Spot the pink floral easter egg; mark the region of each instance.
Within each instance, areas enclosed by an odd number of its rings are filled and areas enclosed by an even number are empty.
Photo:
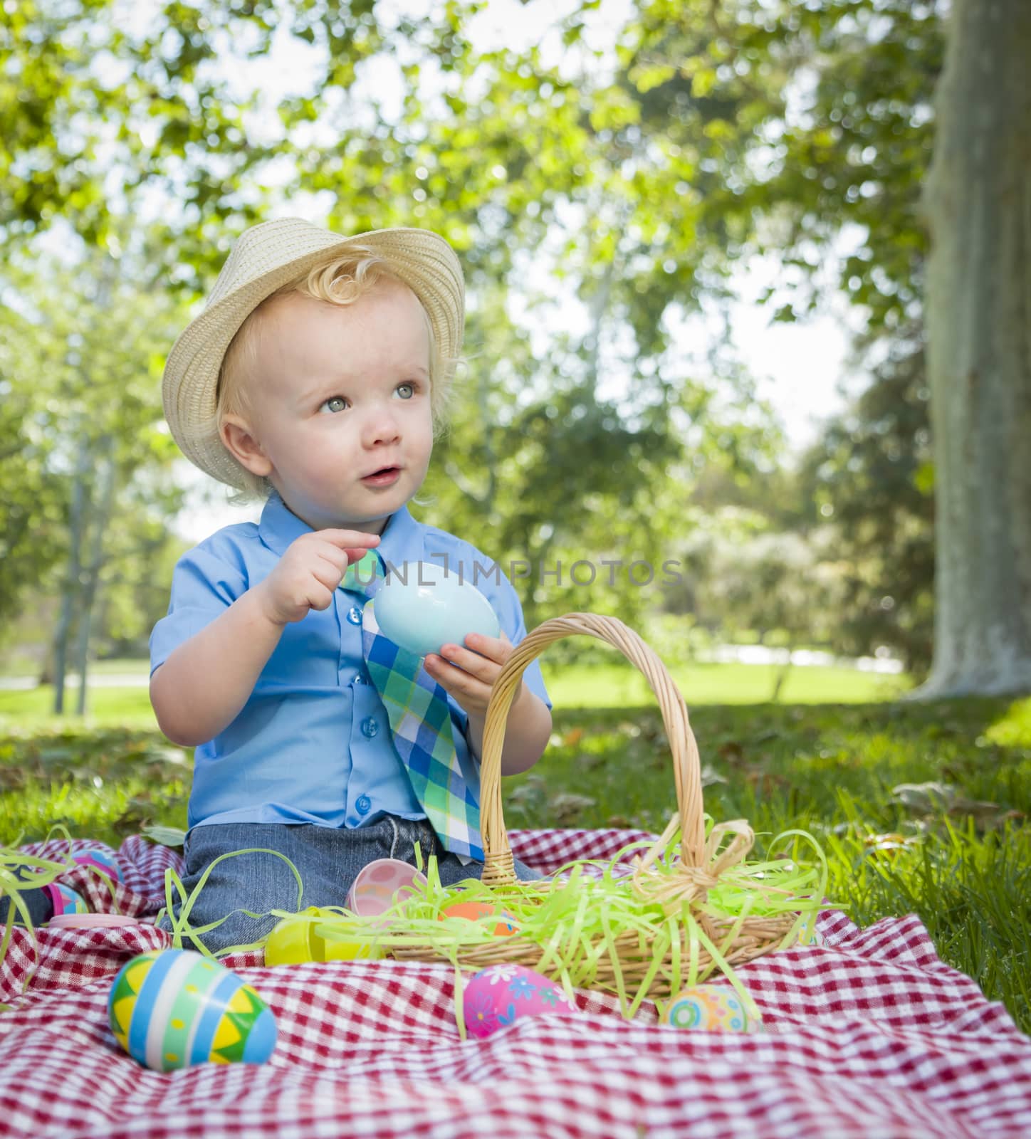
[[[571,1016],[576,1007],[558,982],[523,965],[492,965],[467,982],[461,1011],[469,1035],[484,1040],[527,1016]]]

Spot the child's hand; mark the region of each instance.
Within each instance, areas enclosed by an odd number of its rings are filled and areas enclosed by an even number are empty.
[[[501,666],[515,649],[505,636],[504,629],[500,637],[469,633],[465,642],[468,648],[442,645],[440,656],[429,653],[424,663],[429,675],[449,691],[469,715],[484,716],[486,705],[490,703],[491,686],[501,674]],[[513,703],[519,698],[521,693],[522,682],[513,696]]]
[[[265,616],[278,625],[301,621],[310,609],[328,609],[347,566],[379,544],[359,530],[316,530],[287,547],[276,568],[254,587]]]

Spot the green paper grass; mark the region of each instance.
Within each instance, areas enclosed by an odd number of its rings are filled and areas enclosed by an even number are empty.
[[[39,964],[39,937],[36,937],[35,926],[32,923],[28,907],[25,904],[22,894],[30,890],[40,890],[43,886],[49,886],[60,875],[66,874],[68,870],[74,870],[79,865],[72,860],[72,836],[65,827],[51,827],[43,841],[50,842],[55,833],[60,834],[68,843],[68,857],[63,862],[58,862],[55,859],[36,858],[34,854],[26,854],[24,851],[18,850],[18,838],[15,839],[11,846],[0,846],[0,896],[10,899],[8,920],[3,927],[3,937],[0,940],[0,966],[7,959],[7,950],[14,936],[15,926],[18,924],[17,918],[22,919],[21,924],[28,931],[28,935],[32,939],[34,964]],[[92,869],[96,870],[96,868]],[[26,872],[32,875],[32,877],[23,877]],[[114,887],[112,886],[111,878],[107,875],[103,875],[101,877],[112,888],[112,896],[114,896]],[[17,918],[14,915],[17,915]],[[31,969],[25,975],[22,982],[23,993],[27,990],[34,972],[34,969]],[[8,1005],[0,1005],[0,1013],[7,1011],[9,1007]]]

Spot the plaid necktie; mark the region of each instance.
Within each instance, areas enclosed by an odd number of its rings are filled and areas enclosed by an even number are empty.
[[[384,579],[383,559],[369,550],[347,566],[341,588],[367,598],[361,652],[391,722],[394,751],[444,847],[463,861],[483,861],[478,787],[469,786],[451,735],[448,694],[423,658],[388,640],[376,623],[373,597]]]

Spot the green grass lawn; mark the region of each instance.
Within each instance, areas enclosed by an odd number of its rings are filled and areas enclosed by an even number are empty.
[[[809,830],[836,903],[862,925],[919,913],[941,957],[1031,1031],[1031,699],[877,703],[895,678],[797,669],[768,704],[771,670],[673,671],[706,810],[747,819],[758,853]],[[644,682],[629,666],[545,672],[555,731],[540,765],[506,780],[507,823],[661,829],[673,777]],[[55,822],[115,845],[186,825],[190,756],[157,734],[146,689],[93,689],[90,706],[56,722],[48,693],[0,693],[0,842]]]

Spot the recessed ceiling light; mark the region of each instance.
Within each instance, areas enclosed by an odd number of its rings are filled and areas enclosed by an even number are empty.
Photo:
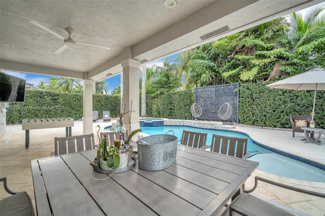
[[[13,46],[10,44],[7,44],[6,43],[3,43],[2,44],[6,46],[6,47],[12,47]]]
[[[164,4],[167,8],[173,8],[176,5],[176,1],[175,0],[165,0]]]

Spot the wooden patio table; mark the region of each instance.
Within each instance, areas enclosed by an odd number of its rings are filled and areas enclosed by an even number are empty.
[[[89,150],[31,162],[40,215],[210,215],[220,212],[258,163],[178,145],[162,170],[138,168],[108,175]]]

- [AIM OF THE TASK]: Begin with the line that contains "Spot the plaid" and repeat every line through the end of the data, exactly and only those lines, leaving out the pictures.

- [FULL RESPONSE]:
Spot the plaid necktie; mark the region of each instance.
Within each instance, areas enclosed by an odd number of its rings are filled and areas enclosed by an even number are empty.
[[[384,579],[383,559],[369,550],[347,566],[341,588],[367,598],[361,652],[391,722],[394,751],[444,847],[463,861],[483,861],[478,787],[469,786],[451,735],[448,694],[423,658],[388,640],[376,623],[373,597]]]

Spot the green grass lawn; mark the region of each instance.
Within each instance, areas enclosed by an odd number of its rings are filled and areas enclosed by an even number are empty.
[[[809,830],[836,903],[862,925],[919,913],[941,957],[1031,1031],[1031,699],[877,703],[895,678],[797,669],[768,704],[771,670],[673,671],[706,810],[747,819],[758,853]],[[644,682],[629,666],[545,672],[555,731],[540,765],[506,780],[507,823],[661,829],[673,777]],[[55,822],[115,845],[186,825],[190,756],[157,734],[146,689],[93,689],[90,706],[56,722],[48,693],[0,693],[0,842]]]

Spot the recessed ceiling light; mark the region of each instance.
Within each instance, areas enclosed by an odd number of its rings are filled and areas enclosed by an even number are empty.
Photo:
[[[13,46],[10,44],[7,44],[6,43],[3,43],[2,44],[6,46],[6,47],[12,47]]]
[[[164,4],[167,8],[173,8],[176,5],[176,1],[175,0],[165,0]]]

Spot the wooden patio table; mark the region of each instance.
Within each instance, areas enclosed by an odd number of its rings are filled and areas enclosed by an even number are empty.
[[[89,150],[31,162],[40,215],[210,215],[220,212],[258,163],[178,145],[162,170],[138,168],[108,175]]]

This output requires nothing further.